** Record list **
┌────────

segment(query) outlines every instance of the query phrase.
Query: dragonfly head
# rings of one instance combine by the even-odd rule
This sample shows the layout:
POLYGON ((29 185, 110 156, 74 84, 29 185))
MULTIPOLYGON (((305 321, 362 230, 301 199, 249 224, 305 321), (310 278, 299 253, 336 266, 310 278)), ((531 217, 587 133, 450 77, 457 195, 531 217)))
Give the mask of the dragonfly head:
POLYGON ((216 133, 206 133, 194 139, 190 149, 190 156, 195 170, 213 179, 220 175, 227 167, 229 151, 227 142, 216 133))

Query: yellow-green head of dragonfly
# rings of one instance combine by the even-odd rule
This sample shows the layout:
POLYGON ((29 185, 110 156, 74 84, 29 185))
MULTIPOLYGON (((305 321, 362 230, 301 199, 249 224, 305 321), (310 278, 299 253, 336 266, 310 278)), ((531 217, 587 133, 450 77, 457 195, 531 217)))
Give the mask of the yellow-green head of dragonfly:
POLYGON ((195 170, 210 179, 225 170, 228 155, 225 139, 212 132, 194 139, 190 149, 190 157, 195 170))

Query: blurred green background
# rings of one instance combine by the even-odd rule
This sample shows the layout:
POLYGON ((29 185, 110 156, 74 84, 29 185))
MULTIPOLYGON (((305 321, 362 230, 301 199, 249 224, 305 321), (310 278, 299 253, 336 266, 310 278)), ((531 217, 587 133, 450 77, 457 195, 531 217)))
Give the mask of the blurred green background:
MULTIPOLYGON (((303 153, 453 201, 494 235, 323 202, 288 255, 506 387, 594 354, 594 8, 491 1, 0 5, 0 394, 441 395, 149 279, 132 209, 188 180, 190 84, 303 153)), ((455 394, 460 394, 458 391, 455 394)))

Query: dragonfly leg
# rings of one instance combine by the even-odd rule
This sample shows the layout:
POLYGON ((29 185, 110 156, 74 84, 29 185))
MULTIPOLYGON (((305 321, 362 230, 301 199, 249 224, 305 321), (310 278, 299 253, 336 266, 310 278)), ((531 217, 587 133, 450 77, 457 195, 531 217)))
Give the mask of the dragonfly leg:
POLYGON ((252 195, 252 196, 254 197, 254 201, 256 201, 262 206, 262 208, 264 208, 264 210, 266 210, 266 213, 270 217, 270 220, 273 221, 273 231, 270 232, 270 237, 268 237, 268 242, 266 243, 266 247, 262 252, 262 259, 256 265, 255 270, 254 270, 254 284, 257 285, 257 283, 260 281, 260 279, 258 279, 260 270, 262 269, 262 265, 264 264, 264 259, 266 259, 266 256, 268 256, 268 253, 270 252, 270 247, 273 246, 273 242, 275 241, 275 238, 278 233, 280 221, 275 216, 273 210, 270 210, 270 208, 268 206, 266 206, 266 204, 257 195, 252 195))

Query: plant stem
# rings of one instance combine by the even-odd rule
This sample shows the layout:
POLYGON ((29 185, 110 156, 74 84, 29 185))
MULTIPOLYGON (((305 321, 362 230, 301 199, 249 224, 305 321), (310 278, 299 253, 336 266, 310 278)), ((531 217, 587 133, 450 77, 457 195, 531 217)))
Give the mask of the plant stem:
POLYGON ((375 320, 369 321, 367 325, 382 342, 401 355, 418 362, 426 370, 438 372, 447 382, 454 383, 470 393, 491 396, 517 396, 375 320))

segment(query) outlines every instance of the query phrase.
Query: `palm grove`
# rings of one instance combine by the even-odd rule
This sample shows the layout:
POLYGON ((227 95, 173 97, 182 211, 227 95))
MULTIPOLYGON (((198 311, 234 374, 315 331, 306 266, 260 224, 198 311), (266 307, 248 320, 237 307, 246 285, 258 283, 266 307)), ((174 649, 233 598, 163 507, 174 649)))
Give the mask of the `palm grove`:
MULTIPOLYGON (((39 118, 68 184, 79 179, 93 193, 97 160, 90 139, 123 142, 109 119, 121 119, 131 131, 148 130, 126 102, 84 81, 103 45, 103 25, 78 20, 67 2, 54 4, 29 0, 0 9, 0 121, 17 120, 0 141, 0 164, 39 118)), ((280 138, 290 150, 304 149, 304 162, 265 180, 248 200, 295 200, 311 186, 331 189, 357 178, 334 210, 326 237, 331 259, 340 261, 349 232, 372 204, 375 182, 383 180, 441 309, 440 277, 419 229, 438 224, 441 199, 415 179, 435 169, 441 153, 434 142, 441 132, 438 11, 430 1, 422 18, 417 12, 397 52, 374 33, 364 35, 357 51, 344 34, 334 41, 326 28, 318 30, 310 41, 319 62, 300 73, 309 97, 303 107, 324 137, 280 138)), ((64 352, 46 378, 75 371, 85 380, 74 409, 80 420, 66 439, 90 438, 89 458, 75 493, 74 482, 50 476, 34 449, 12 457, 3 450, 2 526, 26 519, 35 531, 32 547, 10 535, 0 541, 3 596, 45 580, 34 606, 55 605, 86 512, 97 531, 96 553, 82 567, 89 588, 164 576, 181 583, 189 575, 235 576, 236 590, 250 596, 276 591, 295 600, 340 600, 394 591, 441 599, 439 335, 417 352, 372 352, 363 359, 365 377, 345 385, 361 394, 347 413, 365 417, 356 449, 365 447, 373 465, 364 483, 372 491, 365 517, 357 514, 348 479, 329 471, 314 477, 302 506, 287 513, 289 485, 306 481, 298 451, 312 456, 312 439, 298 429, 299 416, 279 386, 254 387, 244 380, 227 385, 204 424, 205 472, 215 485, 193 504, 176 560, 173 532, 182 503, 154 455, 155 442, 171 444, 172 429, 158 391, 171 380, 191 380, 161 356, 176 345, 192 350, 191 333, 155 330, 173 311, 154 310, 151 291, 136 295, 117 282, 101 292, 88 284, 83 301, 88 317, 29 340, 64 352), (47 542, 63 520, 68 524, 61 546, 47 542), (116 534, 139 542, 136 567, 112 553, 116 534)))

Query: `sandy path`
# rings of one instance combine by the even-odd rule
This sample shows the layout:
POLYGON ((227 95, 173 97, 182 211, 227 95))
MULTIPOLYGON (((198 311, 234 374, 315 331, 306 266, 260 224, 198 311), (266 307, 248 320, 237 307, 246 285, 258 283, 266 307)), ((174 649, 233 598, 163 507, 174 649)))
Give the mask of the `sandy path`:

└────────

** Work to do **
Reproduce every one of the records above, line by line, with each character unchanged.

** Right answer **
segment(query) outlines every instance of the query phrase.
Query: dragonfly head
# rings of one instance combine by the even-odd rule
This sample shows the layout:
POLYGON ((29 185, 110 156, 74 84, 29 185))
MULTIPOLYGON (((305 321, 362 230, 301 199, 249 224, 305 321), (310 278, 299 253, 336 266, 310 278)), ((531 217, 587 133, 450 77, 457 195, 531 217)))
Give the mask of the dragonfly head:
POLYGON ((216 133, 206 133, 194 139, 190 149, 190 156, 195 170, 213 179, 220 175, 227 167, 229 151, 227 142, 216 133))

Query: yellow-green head of dragonfly
# rings of one instance combine by the even-odd rule
This sample shows the layout:
POLYGON ((29 185, 110 156, 74 84, 29 185))
MULTIPOLYGON (((305 321, 362 230, 301 199, 249 224, 305 321), (310 278, 299 253, 336 266, 310 278)), ((531 217, 587 133, 450 77, 457 195, 531 217)))
Give the mask of the yellow-green head of dragonfly:
POLYGON ((195 170, 210 179, 225 170, 228 155, 225 139, 212 132, 194 139, 190 149, 190 157, 195 170))

Query: blurred green background
# rings of one instance combine by the even-odd rule
This sample shows the layout:
POLYGON ((29 185, 110 156, 74 84, 29 185))
MULTIPOLYGON (((305 321, 362 230, 301 199, 249 224, 305 321), (310 278, 299 253, 336 266, 310 278)), ((531 217, 587 133, 450 77, 457 195, 531 217)))
Give the mask of the blurred green background:
MULTIPOLYGON (((303 153, 453 201, 494 235, 323 202, 288 255, 506 387, 594 354, 594 8, 491 1, 0 5, 0 394, 441 395, 149 279, 132 209, 188 180, 190 84, 303 153)), ((455 394, 460 394, 458 391, 455 394)))

Query: dragonfly leg
# rings of one instance combine by the even-odd rule
This sample shows the layout:
POLYGON ((29 185, 110 156, 74 84, 29 185))
MULTIPOLYGON (((305 321, 362 230, 301 199, 249 224, 305 321), (310 278, 299 253, 336 266, 310 278)), ((531 217, 587 133, 450 77, 457 195, 531 217)))
Give the mask of the dragonfly leg:
POLYGON ((252 195, 252 196, 254 197, 254 201, 256 201, 262 206, 262 208, 264 208, 264 210, 266 210, 266 213, 270 217, 270 220, 273 221, 273 231, 270 232, 270 237, 268 237, 268 242, 266 243, 266 247, 262 252, 262 259, 256 265, 255 270, 254 270, 254 284, 257 285, 257 283, 260 281, 260 279, 258 279, 260 270, 262 269, 262 265, 264 264, 264 259, 266 259, 266 256, 268 256, 268 253, 270 252, 270 247, 273 246, 273 242, 275 241, 275 238, 278 233, 280 221, 275 216, 273 210, 270 210, 270 208, 268 206, 266 206, 266 204, 257 195, 252 195))

Query: plant stem
# rings of one instance combine by the even-odd rule
This sample shows the layout:
POLYGON ((29 185, 110 156, 74 84, 29 185))
MULTIPOLYGON (((305 321, 362 230, 301 199, 249 224, 305 321), (310 278, 299 253, 336 266, 310 278)), ((531 217, 587 133, 450 77, 457 195, 531 217)))
Give the mask of the plant stem:
POLYGON ((375 320, 369 321, 367 325, 382 342, 401 355, 418 362, 426 370, 438 372, 447 382, 454 383, 470 393, 491 396, 517 396, 375 320))

segment(query) outlines every instance of the query phrase.
Query: `palm grove`
# rings of one instance combine by the even-odd rule
This sample shows the layout:
POLYGON ((227 95, 173 97, 182 211, 227 95))
MULTIPOLYGON (((198 311, 234 374, 315 331, 306 266, 260 224, 198 311), (266 307, 248 320, 237 307, 246 285, 258 283, 266 307)), ((174 649, 233 598, 163 507, 174 649)))
Give the mask of the `palm grove`:
MULTIPOLYGON (((39 118, 68 184, 79 179, 93 193, 97 160, 90 139, 123 142, 109 119, 121 119, 131 131, 148 130, 126 102, 84 81, 103 45, 103 25, 78 20, 67 2, 54 4, 29 0, 0 9, 0 121, 17 120, 0 141, 0 164, 39 118)), ((280 138, 290 150, 304 149, 304 162, 265 180, 248 200, 295 200, 311 186, 331 189, 357 178, 334 210, 326 237, 331 259, 340 261, 349 232, 372 204, 375 182, 383 180, 441 309, 440 277, 419 229, 438 224, 441 199, 415 179, 435 169, 441 153, 434 142, 441 132, 438 11, 430 1, 422 18, 417 12, 397 52, 374 33, 364 35, 357 51, 344 34, 334 41, 326 28, 318 30, 310 41, 319 62, 300 73, 309 97, 303 107, 324 137, 280 138)), ((64 352, 46 378, 75 371, 85 380, 74 409, 80 420, 66 439, 90 438, 89 458, 75 493, 74 482, 50 476, 34 449, 12 457, 3 450, 2 526, 26 519, 35 531, 32 547, 10 535, 0 541, 3 596, 45 580, 34 606, 55 605, 86 512, 97 531, 96 553, 82 567, 89 588, 164 576, 181 583, 189 575, 235 576, 236 590, 250 596, 276 591, 295 600, 340 600, 394 591, 441 599, 439 335, 417 352, 372 352, 363 359, 365 377, 345 385, 361 394, 347 413, 365 417, 356 449, 365 447, 373 465, 364 483, 372 491, 365 517, 357 514, 348 479, 329 471, 314 477, 302 506, 287 513, 289 485, 306 481, 298 451, 312 456, 312 439, 298 429, 299 416, 279 386, 254 387, 244 380, 227 385, 204 424, 205 472, 215 485, 193 504, 176 560, 173 532, 182 503, 154 455, 155 442, 171 444, 172 429, 158 391, 171 380, 191 380, 161 356, 176 345, 192 350, 191 333, 155 330, 173 311, 154 310, 151 291, 136 295, 117 282, 101 292, 88 284, 83 301, 88 317, 29 340, 64 352), (47 542, 63 520, 68 524, 61 546, 47 542), (116 534, 139 542, 136 567, 112 553, 116 534)))

Query: `sandy path`
# rings of one instance combine by the even-odd rule
This sample shows the layout:
POLYGON ((227 95, 173 97, 182 211, 227 95))
MULTIPOLYGON (((198 311, 234 374, 315 331, 306 266, 260 224, 198 311), (266 307, 248 320, 237 307, 246 285, 258 283, 266 307)), ((174 649, 233 598, 163 507, 174 649)))
Give the mask of the `sandy path`:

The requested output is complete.